--- DESCRIZIONE DELL'ESERCIZIO ---
Secondo il testo su Giorgio Gaslini, in quale ospedale è morto il musicista?

Giorgio Gaslini è morto ieri presso l’ospedale di Borgotaro
nel Parmense dove era ricoverato da un
mese a seguito di una brutta caduta. La biografia del pianista, concertista,
milanese, riempie i siti web dedicati alla musica, dunque non andremo a riproporre ciò che è già noto e meglio riportato rispetto a quanto avremmo potuto scrivere noi. Di Gaslini ci piace ricordare l’intensa attività jazzistica della
sua poliedrica carriera, che lo ha visto
suonare al fianco dei più grandi maestri, da Max Roach ad Archie Sheep, da Eddie Gomez a Johnny Griffin. Più celebrate e famose sono le colonne sonore scritte per “Profondo Rosso” di Dario Argento e per “La Notte”
di Michelangelo Antonioni, oltre che a molte altre musiche composte per diverse opere cinematografiche. Ma Gaslini era
musicista a tutto tondo con un intensa attività anche sul versane della musica
classica che lo ha visto compositore di
alcune sinfonie e balletti . Ci sembra
maggiormente significativo, per un blog come il nostro,celebrare e ricordare il
maestro con Il testo che segue. Una testimonianza
diretta dello stesso Gaslini, tratta dal
libro-intervista curato da Adriano Bassi dal titolo “Giorgio Gaslini vita,
lotte, opere di un protagonista della musica contemporanea” pubblicato da
Franco Muzzio editore. Un frammento che ci illustra soprattutto il Gaslini di lotta.

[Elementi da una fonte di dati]
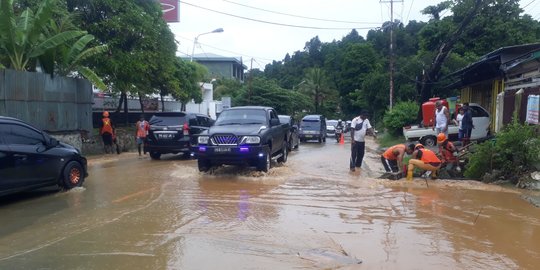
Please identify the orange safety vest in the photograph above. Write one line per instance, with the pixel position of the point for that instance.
(446, 153)
(107, 126)
(389, 153)
(429, 157)
(142, 129)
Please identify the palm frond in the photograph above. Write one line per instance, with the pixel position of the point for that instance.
(41, 17)
(92, 77)
(77, 48)
(90, 52)
(25, 22)
(55, 41)
(7, 24)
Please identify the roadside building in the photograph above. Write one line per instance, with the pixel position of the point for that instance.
(503, 81)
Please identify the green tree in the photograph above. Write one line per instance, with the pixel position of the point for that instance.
(316, 87)
(132, 30)
(26, 37)
(72, 57)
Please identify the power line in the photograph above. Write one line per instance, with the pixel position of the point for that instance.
(528, 4)
(299, 16)
(280, 24)
(409, 13)
(223, 50)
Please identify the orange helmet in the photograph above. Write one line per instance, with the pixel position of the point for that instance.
(441, 138)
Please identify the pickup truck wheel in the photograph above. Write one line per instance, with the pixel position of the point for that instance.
(264, 162)
(204, 165)
(155, 155)
(284, 154)
(429, 141)
(73, 175)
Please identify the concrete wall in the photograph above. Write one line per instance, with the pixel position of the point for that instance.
(55, 104)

--- RISPOSTA COMPLETA ---
All'ospedale di Borgotaro, nel Parmense.